__Objective__: Carry on the forum thread about the question "Are you done with your homework?" from the point where it stops.

__Reading passage__:
══════════

# Are you done with your homework?



## jexrry_nam

Hello there ,,

Examples : (self-made)

'Are you done with your homework?', 'I ain't done yet.'

I've heard this kind of structure a lot. Some from native speakers, some from movies, musics, etc..

I personally think it should be 'Have you done your homework?' 'I haven't', which is more standard English.

I wonder whether it's acceptable to say 'Are you done?'.

Could anyone help me?

Thanks


----------



## DonnyB

I believe "Are you done" may be acceptable in AmE, but in BrE "Have you done..." is preferable.  You may want to wait for an AmE speaker's opinion on that, though.

"I ain't done yet" is slang in both, but you will hear it a lot in films and on TV.


----------



## london calling

It's slang, but it's acceptable in speech. 'I ain't done yet' much less so (there are various threads which discuss 'ain't', so I won't go into that again).

I will admit however that I vastly prefer the _Have you done your homework?_ construction.


----------



## Sheikhbutt

Can we get the opinion of AmE speaker.


----------



## kentix

AE speaker here.

'Are you done with your homework?' 

This can mean, "I know you've started but have you finished?" Or "You know you are expected to do your homework every night. Have you done tonight's homework yet?"

'I ain't done yet.' 

Although it's possible to say that I don't expect to hear it in my normal life, especially in relation to something like school work.

I'd expect to hear - yes, no, almost, not all of it, most of it, I'm going to do it later. And...I forgot.


----------



## Sheikhbutt

In above context referring to post #1 is there any difference between :
1.Are you done?
Or
2.Are you done with your homework?


----------



## Myridon

Sheikhbutt said:


> In above context referring to post #1 is there any difference between :
> 1.Are you done?
> Or
> 2.Are you done with your homework?


A: Are you done?

══════════

__Entries provided__:
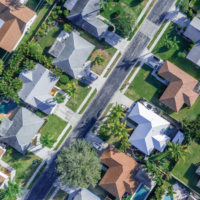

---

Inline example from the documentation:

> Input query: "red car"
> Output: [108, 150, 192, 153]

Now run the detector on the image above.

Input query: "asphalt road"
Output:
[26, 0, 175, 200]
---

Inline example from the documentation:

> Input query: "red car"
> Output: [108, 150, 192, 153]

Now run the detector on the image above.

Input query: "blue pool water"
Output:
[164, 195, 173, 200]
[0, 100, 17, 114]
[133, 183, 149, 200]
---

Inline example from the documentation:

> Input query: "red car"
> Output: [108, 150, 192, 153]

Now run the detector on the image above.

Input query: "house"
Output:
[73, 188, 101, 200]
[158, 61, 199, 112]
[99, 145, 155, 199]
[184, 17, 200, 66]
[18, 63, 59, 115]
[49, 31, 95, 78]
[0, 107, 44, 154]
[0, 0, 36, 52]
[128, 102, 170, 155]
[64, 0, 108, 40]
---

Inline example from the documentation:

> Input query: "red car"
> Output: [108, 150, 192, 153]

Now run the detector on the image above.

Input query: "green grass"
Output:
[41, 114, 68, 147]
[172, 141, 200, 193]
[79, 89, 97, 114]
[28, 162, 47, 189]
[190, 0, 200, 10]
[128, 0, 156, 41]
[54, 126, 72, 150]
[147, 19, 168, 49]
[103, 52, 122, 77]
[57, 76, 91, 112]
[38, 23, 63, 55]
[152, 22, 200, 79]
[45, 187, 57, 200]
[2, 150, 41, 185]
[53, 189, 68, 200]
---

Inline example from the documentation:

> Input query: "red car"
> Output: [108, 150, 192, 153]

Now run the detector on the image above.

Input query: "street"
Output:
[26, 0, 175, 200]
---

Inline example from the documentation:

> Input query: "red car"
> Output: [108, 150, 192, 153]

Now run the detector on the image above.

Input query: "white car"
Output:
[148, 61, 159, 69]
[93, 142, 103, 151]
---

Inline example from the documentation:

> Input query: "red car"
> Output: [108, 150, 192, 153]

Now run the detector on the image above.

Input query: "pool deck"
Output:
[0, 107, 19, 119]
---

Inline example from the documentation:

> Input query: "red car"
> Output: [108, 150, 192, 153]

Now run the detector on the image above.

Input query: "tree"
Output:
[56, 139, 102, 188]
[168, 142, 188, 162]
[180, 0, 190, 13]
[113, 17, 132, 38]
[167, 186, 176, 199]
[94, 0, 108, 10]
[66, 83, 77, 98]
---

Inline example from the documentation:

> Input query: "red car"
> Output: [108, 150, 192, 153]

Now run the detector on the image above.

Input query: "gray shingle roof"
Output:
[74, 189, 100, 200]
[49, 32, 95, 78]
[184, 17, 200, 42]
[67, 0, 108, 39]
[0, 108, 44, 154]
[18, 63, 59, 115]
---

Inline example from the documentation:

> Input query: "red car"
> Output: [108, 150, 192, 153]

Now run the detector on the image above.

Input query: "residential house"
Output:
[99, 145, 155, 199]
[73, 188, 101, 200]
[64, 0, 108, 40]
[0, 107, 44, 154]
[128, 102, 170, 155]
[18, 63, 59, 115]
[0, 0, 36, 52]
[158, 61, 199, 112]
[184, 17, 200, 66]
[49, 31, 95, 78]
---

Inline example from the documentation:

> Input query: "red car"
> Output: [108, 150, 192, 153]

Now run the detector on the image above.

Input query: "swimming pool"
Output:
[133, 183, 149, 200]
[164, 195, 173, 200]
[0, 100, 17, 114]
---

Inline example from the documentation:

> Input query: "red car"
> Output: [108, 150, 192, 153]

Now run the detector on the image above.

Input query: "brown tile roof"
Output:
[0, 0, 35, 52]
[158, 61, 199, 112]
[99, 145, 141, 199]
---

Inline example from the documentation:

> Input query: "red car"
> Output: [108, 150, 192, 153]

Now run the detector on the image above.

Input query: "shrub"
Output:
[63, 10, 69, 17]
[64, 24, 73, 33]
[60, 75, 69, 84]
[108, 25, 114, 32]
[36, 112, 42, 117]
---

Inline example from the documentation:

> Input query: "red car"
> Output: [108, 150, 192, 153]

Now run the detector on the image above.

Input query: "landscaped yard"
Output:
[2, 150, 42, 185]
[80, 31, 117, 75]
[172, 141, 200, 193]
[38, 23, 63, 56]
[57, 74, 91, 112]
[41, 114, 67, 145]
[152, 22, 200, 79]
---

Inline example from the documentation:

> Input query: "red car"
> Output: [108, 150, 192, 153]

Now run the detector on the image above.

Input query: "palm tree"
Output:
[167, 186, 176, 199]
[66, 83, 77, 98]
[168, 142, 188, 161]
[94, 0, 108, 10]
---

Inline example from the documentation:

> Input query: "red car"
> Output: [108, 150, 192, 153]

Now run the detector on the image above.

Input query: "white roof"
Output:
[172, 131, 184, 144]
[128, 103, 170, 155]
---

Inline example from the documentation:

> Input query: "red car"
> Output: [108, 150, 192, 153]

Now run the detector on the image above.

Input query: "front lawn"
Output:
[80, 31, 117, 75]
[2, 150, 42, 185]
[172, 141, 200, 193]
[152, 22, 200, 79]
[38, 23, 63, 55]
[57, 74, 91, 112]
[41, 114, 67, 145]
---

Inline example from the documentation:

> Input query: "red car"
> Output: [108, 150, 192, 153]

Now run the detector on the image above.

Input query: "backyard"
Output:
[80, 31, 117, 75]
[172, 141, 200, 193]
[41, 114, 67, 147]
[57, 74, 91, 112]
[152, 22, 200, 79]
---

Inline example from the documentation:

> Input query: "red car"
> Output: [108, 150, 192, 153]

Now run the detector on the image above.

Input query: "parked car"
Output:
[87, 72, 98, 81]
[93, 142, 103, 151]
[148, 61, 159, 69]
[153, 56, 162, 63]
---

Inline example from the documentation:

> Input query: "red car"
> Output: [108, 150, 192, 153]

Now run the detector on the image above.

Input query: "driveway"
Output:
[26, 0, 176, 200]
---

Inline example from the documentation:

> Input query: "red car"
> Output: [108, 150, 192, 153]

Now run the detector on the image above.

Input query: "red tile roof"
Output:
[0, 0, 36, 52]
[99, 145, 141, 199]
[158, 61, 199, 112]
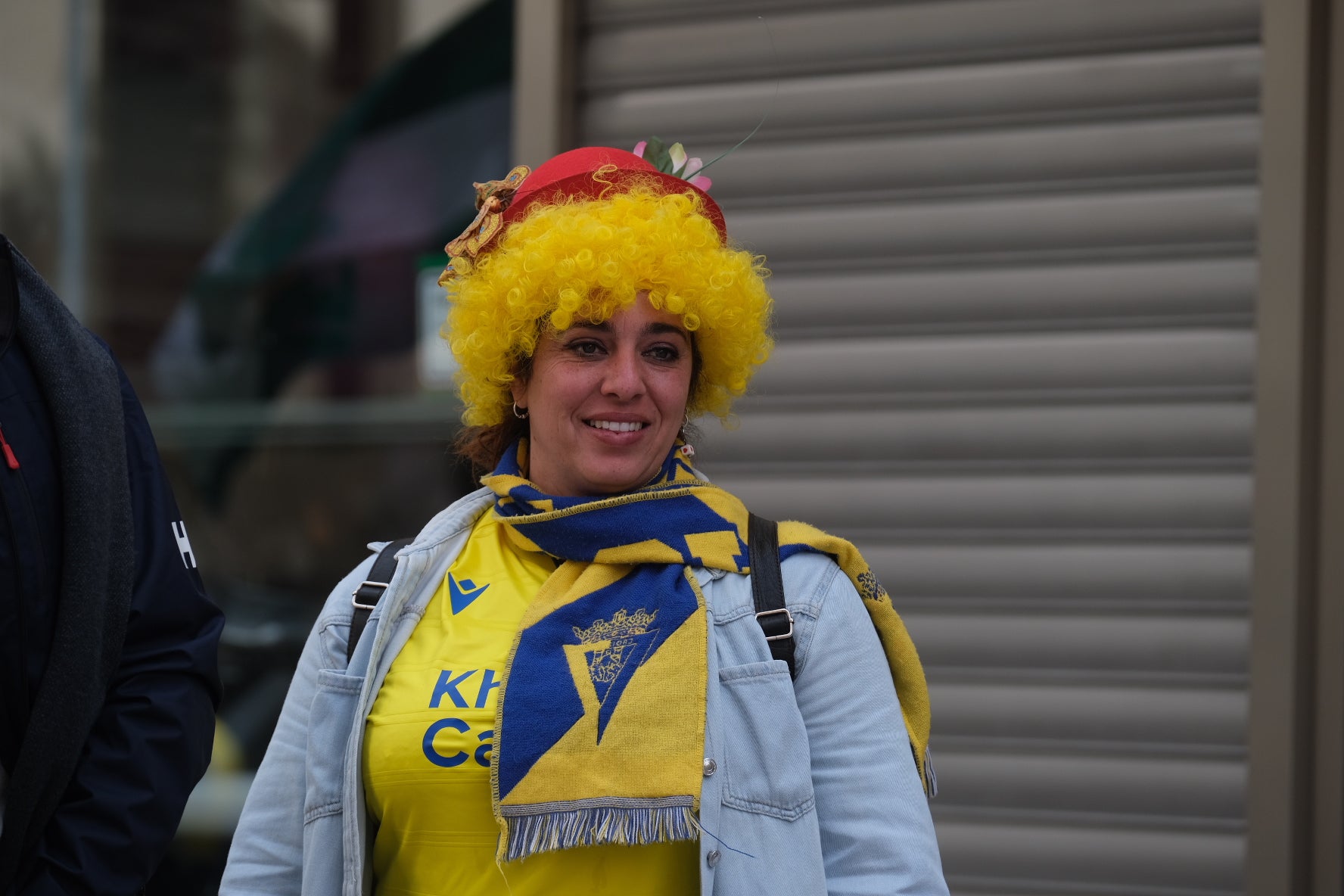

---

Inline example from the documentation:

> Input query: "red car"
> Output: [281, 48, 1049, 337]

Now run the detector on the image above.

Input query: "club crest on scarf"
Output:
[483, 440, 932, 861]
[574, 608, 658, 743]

══════════

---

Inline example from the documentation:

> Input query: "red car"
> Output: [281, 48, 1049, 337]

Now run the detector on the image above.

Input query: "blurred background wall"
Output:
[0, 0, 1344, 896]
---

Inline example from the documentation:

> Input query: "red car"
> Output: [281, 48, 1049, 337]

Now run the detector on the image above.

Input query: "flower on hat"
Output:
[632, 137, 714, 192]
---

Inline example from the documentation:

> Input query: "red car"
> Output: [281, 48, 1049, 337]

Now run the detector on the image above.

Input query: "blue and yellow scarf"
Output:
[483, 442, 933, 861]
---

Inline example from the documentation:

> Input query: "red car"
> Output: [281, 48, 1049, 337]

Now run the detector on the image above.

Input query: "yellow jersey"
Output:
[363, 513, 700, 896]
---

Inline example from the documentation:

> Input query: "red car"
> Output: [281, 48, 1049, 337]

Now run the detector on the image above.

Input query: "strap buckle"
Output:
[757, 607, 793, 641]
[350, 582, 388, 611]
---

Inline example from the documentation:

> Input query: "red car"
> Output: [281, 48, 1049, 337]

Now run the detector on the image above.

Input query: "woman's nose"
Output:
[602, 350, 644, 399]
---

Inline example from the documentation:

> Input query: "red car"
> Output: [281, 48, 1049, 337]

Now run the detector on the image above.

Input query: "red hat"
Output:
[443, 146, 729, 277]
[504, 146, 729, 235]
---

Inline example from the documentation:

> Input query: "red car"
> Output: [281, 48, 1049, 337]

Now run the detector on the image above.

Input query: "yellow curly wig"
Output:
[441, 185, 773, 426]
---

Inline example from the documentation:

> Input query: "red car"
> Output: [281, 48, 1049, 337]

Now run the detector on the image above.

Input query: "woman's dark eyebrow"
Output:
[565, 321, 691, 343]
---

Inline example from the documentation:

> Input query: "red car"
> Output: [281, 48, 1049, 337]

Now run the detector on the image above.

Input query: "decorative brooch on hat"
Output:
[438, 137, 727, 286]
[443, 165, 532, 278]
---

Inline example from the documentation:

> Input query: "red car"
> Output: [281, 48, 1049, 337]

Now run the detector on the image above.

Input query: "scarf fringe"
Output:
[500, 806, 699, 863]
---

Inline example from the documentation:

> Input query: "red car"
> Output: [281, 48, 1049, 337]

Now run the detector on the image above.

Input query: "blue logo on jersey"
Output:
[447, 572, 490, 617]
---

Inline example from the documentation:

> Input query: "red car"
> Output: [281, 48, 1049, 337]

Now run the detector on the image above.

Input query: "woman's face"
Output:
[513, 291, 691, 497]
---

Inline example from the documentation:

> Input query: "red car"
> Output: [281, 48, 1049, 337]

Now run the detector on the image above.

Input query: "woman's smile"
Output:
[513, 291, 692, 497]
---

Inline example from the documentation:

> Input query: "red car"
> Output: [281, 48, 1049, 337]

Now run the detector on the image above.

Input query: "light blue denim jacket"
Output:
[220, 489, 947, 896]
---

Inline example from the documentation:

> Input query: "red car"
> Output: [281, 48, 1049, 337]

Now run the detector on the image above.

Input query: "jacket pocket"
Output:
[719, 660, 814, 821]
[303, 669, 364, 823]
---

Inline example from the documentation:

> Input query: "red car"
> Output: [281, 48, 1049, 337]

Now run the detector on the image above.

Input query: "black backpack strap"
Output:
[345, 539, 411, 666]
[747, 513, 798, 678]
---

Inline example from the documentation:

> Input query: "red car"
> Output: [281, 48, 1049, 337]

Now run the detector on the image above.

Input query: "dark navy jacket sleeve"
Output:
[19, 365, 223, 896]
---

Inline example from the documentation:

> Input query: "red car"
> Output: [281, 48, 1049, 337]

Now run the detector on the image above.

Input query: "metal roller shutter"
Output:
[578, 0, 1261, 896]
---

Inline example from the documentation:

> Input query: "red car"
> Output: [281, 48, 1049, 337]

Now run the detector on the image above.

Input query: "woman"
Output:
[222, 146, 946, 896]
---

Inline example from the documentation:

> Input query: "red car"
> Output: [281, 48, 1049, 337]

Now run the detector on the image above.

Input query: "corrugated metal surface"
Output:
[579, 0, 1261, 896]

══════════

__Output below__:
B: Done with what?


----------



## Sheikhbutt

Myridon said:


> A: Are you done?
> B: Done with what?


Homework.


----------



## Myridon

Sheikhbutt said:


> Homework.


That's the difference between the two sentences.  The first sentence needs context.
Mom: Are you done?
Son: Yes, I finished mowing the yard.
Mom: No, I meant "Are you done with your homework?"


----------



## Sheikhbutt

When you are doing your homework and you say :
"I am done with my homework lets have some fun" to your friend after the completion of the homework.
What does it mean?
Does it nessarily mean that you will not do any sort of further homeworks in your rest of the life?


----------



## PaulQ

"I *am *done (adjective) with X" usually means "I have had enough of X"; "I will have no more dealings with X"; "I reject X".


----------



## Sheikhbutt

What does the
 above sentence mean in the context.


----------



## pops91710

PaulQ said:


> "I *am *done (adjective) with X" usually means "I have had enough of X"; "I will have no more dealings with X"; "I reject X".


Truly! It can be read two ways: *I have completed* or I am* fed up* with it.


----------



## pops91710

Sheikhbutt said:


> What does the
> above sentence mean in the context.


Pashto, you need to set the scene. We cannot guess which implication is intended without the setting and context.


----------



## Sheikhbutt

pops91710 said:


> Pashto, you need to set the scene. We cannot guess which implication is intended without the setting and context.


If you are doing routine homework , can you say: I am with my homework" to simply mean that you have completed it without any intention of not doing any further homework in the rest of the life.


----------



## PaulQ

Sheikhbutt said:


> I am  _______ with my homework"



I would not. I would say "I *have done* my homework." (AE is probably different.)


----------



## pops91710

Sheikhbutt said:


> If you are doing routine homework , can you say: I am* done* with my homework" to simply mean that you have completed it without any intention of not doing any further homework in the rest of the life.


Sorry, I meant Sheikhbutt!!


----------



## pops91710

PaulQ said:


> I would not. I would say "I *have done* my homework." (AE is probably different.)


Nope, it is the same thing here, too, Paul.


----------



## Sheikhbutt

pops91710 said:


> Sorry, I meant Sheikhbutt!!


Would you say : "I am done with my homework" referring to post 15.


----------



## Sheikhbutt

pops91710 said:


> Nope, it is the same thing here, too, Paul.


I think I am done with my homework and I have done my homework can mean the samething. I have attached a refference.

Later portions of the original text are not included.